Member of the Western Australian Legislative Assembly for Maylands
- In office 6 September 2008 – 5 February 2025
- Preceded by: Judy Edwards
- Succeeded by: Dan Bull

Personal details
- Born: 26 August 1958 (age 68) Perth, Western Australia
- Party: Labor
- Education: WAIT
- Website: maylands.walabor.org.au

= Lisa Baker (Australian politician) =

Australian politician (born 1958)

Lisa Loraine Baker (born 26 August 1958) is an Australian politician who was a Labor Party member of the Legislative Assembly of Western Australia from 2008 to 2025, representing the seat of Maylands.

Baker was born in Perth. She attended Perth College, Mercedes College, and Governor Stirling Senior High School at various points, and then went on to the Western Australian Institute of Technology (now Curtin University), graduating with an initial degree in psychology and then a graduate diploma in development studies. During the 1990s, Baker was employed by the National Native Title Tribunal as director of its business services division. In 2002, she became the CEO of the Western Australian Council of Social Service (WACOSS), a peak organisation for the social services sector in Western Australia.

+++

What is asked:
1) For the Lisa Baker profile above, decide whether each statement agrees with it, answering yes or no and quoting the words that decide it: (a) Baker was born in Perth. (b) Baker's first degree was in development studies. (c) Baker became CEO of the Western Australian Council of Social Service in 2002.
2) Write out everything in the Lisa Baker profile from "Australian politician (born" down to "in Western Australia.", switching "psychology" to "sociology".

Stored entries:
+++

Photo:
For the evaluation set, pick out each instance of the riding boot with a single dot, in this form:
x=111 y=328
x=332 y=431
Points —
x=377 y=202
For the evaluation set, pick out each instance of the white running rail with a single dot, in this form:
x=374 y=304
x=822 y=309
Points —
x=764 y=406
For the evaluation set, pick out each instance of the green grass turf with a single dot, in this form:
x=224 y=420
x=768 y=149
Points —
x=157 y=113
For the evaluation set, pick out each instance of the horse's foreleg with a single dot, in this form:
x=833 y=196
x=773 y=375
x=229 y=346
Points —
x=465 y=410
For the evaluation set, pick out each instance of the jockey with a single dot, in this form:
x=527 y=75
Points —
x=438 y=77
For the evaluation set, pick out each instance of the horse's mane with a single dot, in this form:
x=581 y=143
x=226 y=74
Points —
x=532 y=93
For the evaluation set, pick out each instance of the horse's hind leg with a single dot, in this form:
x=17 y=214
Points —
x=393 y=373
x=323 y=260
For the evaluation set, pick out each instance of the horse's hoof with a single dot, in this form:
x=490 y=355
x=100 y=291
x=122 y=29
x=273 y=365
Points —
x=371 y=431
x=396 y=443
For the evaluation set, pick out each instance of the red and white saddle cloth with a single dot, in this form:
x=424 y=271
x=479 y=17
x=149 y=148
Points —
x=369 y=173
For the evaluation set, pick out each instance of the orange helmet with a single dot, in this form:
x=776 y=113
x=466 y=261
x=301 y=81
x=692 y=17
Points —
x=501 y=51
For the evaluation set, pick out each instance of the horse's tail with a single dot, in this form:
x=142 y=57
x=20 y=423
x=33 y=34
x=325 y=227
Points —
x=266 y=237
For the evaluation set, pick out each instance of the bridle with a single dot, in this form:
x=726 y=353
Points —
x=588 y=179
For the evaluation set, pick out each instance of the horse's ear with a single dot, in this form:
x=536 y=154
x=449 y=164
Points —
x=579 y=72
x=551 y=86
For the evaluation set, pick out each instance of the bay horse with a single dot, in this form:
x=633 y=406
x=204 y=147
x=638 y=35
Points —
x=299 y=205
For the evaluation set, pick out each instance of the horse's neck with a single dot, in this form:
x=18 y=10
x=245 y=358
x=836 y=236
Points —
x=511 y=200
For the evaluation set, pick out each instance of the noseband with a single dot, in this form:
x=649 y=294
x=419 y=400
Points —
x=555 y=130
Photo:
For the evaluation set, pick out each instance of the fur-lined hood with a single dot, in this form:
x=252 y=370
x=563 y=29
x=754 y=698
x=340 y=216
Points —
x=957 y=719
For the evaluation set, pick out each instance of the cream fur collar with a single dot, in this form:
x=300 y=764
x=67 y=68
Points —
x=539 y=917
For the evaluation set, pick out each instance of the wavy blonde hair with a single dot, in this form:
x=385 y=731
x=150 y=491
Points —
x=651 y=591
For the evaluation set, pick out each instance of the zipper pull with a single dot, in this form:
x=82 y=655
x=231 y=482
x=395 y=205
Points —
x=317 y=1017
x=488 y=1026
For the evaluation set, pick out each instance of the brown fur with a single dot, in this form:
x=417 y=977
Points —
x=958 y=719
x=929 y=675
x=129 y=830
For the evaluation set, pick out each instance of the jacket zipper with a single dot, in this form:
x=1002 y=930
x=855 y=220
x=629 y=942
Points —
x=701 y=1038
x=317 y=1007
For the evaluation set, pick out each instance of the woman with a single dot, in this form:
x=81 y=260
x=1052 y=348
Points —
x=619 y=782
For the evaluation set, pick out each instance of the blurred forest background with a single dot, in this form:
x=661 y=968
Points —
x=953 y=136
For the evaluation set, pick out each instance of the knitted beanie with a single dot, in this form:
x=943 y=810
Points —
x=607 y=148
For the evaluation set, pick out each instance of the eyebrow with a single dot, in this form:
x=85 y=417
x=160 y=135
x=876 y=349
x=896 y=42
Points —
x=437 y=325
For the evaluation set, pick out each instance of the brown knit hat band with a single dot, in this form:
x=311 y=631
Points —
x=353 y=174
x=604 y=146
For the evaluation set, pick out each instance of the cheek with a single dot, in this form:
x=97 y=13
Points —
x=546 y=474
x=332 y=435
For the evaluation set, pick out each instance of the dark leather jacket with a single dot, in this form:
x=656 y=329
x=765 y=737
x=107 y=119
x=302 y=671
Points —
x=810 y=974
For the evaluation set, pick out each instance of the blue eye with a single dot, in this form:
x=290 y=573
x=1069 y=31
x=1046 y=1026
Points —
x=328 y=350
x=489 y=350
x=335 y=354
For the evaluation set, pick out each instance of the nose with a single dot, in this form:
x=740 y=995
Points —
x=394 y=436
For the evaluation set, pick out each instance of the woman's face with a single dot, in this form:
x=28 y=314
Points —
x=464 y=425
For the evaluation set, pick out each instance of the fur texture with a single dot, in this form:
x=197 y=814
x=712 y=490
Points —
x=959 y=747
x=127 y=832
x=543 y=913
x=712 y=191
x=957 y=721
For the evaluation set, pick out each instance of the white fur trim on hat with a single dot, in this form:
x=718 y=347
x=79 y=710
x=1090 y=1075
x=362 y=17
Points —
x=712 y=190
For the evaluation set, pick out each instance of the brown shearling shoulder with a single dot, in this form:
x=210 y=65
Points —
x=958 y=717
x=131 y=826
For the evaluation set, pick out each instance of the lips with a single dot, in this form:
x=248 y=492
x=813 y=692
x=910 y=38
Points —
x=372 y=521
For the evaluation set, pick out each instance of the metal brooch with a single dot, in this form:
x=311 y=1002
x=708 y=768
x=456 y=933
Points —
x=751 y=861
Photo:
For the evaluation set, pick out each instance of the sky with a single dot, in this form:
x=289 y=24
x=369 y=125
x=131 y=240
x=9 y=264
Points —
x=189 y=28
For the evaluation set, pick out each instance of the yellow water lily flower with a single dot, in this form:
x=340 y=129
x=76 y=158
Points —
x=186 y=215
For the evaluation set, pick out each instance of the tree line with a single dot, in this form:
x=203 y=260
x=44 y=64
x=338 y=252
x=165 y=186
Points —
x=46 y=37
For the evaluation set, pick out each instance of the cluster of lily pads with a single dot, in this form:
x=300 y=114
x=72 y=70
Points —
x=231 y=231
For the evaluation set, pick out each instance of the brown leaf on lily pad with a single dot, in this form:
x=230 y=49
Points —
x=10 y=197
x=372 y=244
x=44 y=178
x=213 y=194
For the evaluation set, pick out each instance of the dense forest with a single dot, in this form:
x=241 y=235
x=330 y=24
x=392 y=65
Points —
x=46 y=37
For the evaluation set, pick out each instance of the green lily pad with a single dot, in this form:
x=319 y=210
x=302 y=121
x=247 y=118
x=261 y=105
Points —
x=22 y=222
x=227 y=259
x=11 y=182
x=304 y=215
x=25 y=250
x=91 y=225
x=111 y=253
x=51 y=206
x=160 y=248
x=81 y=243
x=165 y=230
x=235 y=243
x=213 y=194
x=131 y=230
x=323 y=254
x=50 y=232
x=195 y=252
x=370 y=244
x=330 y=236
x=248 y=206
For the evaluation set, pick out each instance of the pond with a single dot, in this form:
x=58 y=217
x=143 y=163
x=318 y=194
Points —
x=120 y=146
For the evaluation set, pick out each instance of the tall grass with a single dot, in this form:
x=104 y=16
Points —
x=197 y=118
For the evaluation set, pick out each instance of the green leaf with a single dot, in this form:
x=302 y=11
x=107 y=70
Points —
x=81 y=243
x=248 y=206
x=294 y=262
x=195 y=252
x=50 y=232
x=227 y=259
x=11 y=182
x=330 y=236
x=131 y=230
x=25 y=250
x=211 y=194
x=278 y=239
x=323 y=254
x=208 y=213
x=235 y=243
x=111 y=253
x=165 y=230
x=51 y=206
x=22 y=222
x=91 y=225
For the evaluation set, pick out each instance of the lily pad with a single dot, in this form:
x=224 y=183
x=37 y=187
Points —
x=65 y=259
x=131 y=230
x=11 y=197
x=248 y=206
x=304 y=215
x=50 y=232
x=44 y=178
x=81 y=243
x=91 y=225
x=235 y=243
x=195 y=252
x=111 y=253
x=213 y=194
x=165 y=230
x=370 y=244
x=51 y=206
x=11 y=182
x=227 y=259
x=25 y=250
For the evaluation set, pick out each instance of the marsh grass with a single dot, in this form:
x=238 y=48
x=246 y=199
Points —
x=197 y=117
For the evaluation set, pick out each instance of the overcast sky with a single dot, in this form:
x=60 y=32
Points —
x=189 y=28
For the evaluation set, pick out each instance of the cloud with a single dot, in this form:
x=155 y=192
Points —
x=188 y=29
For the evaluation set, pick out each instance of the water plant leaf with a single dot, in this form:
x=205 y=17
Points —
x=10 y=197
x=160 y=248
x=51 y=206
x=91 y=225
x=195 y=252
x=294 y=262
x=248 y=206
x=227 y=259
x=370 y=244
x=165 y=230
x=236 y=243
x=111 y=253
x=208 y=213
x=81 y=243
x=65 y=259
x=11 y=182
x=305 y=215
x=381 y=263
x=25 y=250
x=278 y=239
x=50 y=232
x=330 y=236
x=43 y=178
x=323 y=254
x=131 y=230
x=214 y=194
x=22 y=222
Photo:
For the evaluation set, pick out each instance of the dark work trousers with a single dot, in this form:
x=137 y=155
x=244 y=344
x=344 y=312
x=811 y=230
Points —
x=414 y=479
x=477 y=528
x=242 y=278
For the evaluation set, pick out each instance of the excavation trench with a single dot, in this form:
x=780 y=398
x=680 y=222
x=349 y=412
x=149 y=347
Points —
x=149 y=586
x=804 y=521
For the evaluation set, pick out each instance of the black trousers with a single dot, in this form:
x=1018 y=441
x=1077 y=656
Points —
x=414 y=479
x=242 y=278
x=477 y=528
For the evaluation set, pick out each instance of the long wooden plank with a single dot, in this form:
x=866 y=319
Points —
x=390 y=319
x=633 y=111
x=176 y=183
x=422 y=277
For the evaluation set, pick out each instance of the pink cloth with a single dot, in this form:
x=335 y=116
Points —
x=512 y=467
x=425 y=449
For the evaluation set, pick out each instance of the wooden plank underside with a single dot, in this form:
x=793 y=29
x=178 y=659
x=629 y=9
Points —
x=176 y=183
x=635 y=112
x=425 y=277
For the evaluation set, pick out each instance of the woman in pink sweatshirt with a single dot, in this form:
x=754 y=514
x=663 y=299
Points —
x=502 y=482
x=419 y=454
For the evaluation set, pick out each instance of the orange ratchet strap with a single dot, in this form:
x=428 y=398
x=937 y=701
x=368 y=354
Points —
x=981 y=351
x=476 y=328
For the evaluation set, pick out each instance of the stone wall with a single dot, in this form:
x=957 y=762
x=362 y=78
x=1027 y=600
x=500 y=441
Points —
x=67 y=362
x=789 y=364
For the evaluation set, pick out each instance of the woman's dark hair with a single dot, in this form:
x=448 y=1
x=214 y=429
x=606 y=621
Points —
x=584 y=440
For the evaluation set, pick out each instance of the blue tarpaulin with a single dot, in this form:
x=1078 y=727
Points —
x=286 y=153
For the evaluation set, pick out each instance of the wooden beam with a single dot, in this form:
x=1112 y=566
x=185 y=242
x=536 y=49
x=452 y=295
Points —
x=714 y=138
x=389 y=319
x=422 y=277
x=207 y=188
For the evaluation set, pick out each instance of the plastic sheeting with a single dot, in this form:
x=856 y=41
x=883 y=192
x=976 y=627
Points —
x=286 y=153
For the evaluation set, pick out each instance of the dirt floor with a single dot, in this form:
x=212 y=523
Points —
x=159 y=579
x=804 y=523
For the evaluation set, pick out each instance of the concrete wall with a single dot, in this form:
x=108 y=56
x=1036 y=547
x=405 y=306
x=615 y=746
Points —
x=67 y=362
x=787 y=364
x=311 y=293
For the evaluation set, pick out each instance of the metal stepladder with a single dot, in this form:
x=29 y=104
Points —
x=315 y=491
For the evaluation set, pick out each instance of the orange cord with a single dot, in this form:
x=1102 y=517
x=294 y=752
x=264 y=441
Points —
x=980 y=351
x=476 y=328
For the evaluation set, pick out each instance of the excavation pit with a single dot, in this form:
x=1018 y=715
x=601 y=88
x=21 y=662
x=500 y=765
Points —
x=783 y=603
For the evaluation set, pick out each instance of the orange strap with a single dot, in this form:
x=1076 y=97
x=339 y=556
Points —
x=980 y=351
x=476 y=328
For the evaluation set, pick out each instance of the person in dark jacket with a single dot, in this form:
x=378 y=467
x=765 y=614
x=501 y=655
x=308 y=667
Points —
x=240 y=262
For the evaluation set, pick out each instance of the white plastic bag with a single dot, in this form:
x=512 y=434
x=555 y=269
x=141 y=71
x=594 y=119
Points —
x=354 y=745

+++

Solutions to the problems:
1)
(a) Yes: "Baker was born in Perth."
(b) No: "graduating with an initial degree in psychology and then a graduate diploma in development studies"
(c) Yes: "In 2002, she became the CEO of the Western Australian Council of Social Service (WACOSS)"

2)
Australian politician (born 1958)

Lisa Loraine Baker (born 26 August 1958) is an Australian politician who was a Labor Party member of the Legislative Assembly of Western Australia from 2008 to 2025, representing the seat of Maylands.

Baker was born in Perth. She attended Perth College, Mercedes College, and Governor Stirling Senior High School at various points, and then went on to the Western Australian Institute of Technology (now Curtin University), graduating with an initial degree in sociology and then a graduate diploma in development studies. During the 1990s, Baker was employed by the National Native Title Tribunal as director of its business services division. In 2002, she became the CEO of the Western Australian Council of Social Service (WACOSS), a peak organisation for the social services sector in Western Australia.